## [Task directions]
Swap "pink t-shirt" for "pink blouse" in the data below, starting with the line that contains "of the kraft" and going on through the line that contains "point(685, 453)". Write out only those lines again, with nothing else changed.
....
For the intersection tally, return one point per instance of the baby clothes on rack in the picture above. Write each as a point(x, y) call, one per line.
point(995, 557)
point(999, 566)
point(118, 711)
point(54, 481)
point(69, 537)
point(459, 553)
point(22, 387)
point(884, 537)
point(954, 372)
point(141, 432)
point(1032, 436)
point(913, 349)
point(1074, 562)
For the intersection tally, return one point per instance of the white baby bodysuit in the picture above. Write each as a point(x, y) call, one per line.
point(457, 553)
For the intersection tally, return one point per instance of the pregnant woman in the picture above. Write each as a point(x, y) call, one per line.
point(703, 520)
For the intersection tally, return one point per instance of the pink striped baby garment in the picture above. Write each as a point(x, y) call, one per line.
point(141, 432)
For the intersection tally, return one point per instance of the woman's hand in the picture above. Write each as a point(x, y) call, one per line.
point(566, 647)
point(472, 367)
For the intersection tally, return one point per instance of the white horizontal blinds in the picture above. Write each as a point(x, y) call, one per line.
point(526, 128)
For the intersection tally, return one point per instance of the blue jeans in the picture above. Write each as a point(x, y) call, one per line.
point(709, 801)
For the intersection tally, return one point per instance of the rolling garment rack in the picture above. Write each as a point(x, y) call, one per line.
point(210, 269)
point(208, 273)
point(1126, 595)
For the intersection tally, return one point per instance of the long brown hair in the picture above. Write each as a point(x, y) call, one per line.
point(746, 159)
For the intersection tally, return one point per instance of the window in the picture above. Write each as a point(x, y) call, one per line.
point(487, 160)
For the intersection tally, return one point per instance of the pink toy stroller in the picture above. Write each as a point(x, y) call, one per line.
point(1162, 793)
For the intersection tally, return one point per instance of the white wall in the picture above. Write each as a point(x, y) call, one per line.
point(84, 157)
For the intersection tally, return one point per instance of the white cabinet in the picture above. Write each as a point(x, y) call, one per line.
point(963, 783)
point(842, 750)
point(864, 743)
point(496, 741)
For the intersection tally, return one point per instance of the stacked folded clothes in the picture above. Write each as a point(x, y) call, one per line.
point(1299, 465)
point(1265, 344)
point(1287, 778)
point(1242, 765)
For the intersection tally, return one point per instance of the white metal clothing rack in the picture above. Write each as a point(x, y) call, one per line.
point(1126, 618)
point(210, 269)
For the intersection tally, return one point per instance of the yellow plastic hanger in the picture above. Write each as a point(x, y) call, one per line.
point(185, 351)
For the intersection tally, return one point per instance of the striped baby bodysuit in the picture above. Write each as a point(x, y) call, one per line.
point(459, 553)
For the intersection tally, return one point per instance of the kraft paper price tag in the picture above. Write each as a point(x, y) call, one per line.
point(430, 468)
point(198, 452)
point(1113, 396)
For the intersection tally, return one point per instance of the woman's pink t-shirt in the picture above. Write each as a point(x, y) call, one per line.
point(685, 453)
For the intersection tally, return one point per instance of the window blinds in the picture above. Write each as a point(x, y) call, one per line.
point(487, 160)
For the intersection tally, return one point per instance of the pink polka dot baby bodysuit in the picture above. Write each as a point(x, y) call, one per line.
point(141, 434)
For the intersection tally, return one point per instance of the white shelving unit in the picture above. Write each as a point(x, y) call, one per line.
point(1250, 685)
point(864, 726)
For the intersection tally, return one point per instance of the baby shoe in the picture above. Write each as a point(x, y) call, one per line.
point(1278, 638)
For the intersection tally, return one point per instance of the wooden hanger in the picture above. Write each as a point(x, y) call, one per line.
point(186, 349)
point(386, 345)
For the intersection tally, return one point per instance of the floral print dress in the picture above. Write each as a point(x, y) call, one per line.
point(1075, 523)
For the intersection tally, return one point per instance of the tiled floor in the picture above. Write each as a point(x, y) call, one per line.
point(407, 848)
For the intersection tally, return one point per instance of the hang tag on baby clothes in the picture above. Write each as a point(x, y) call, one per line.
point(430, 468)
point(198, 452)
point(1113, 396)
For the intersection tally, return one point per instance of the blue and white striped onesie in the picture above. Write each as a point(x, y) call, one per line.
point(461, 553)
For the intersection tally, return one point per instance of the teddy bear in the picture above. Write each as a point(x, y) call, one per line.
....
## [Reply]
For the intersection tally, return one point per instance of the kraft paper price tag in the picture above. Write each as a point(x, y) call, one per line.
point(430, 468)
point(198, 452)
point(1113, 396)
For the intersection tally, return one point per instance of the woman's pink blouse in the picture above. Write each as a point(x, y) call, one per line.
point(685, 453)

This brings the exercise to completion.